# Start of Article

Of course, Linux traffic control can also be extremely useful in an IT context, and this document is intended to focus on the practical, useful applications of Linux traffic control, where these capabilities can be applied to solve problems that are often experienced on modern networks.
Recommended Approaches
Daniel Robbins has had very good results with the HTB queuing discipline - it has very good features, and also has very good documentation, which is just as important. And it works. If you use traffic control under Funtoo Linux, please use the HTB queuing discipline as the root queuing discipline because you will get good results in very little time. Avoid using any other queuing discipline under Funtoo Linux. Please see Traffic Control#State_of_the_Code State of the Code for more info on what Daniel Robbins considers to be the current state of the traffic control implementation in Linux.
State of the Code
Unfortunately, significant development of the core (in-kernel) Linux traffic control code hasn't occurred over the last five years, and the current "official" documentation (see http://lartc.org/) is not complete, and also (even worse) avoids mentioning known bugs and issues related to traffic control functionality which often are experienced by users, and are discussed on the mailing list. For this reason, I do not recommend relying on the official documentation for working recipes, although it is a fine reference for Linux traffic control theory. At least one example in the documentation is known to not work reliably (prio queuing discipline -- see below.)
However, there are some positive developments related to Linux traffic control, primarily related to projects that used the traffic control framework but implemented their own queuing disciplines. For example, the HTB packet scheduler appears to be well-maintained, tested and documented and could be a valuable resource for those wishing to use Linux traffic control and avoid implementation problems, and has been merged into the core in-kernel Linux traffic control code. In the future, we hope to offer some working, tested sample recipes using HTB as a basis for traffic control.
In addition, there is also good work being done on Linux IMQ.
It is also possible (though not yet confirmed) that the cbq queuing discipline that was part of the original Linux traffic control may work just fine, despite our poor experiences with prio (see below.) I'd recommend that users first explore HTB and try to get HTB working properly before delving into cbq and beyond to the less-maintained and tested parts of the Linux traffic control implementation.

# End of Article
# Start of Recorded information

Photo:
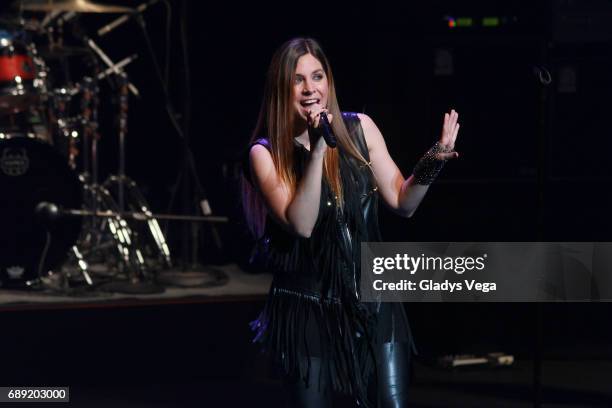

# End of Recorded information

Exercise
Copy out the Linux traffic control article, everything from "Recommended Approaches" down to "implementation in Linux.", and switch every "queuing discipline" to "qdisc".

Worked solution
Recommended Approaches
Daniel Robbins has had very good results with the HTB qdisc - it has very good features, and also has very good documentation, which is just as important. And it works. If you use traffic control under Funtoo Linux, please use the HTB qdisc as the root qdisc because you will get good results in very little time. Avoid using any other qdisc under Funtoo Linux. Please see Traffic Control#State_of_the_Code State of the Code for more info on what Daniel Robbins considers to be the current state of the traffic control implementation in Linux.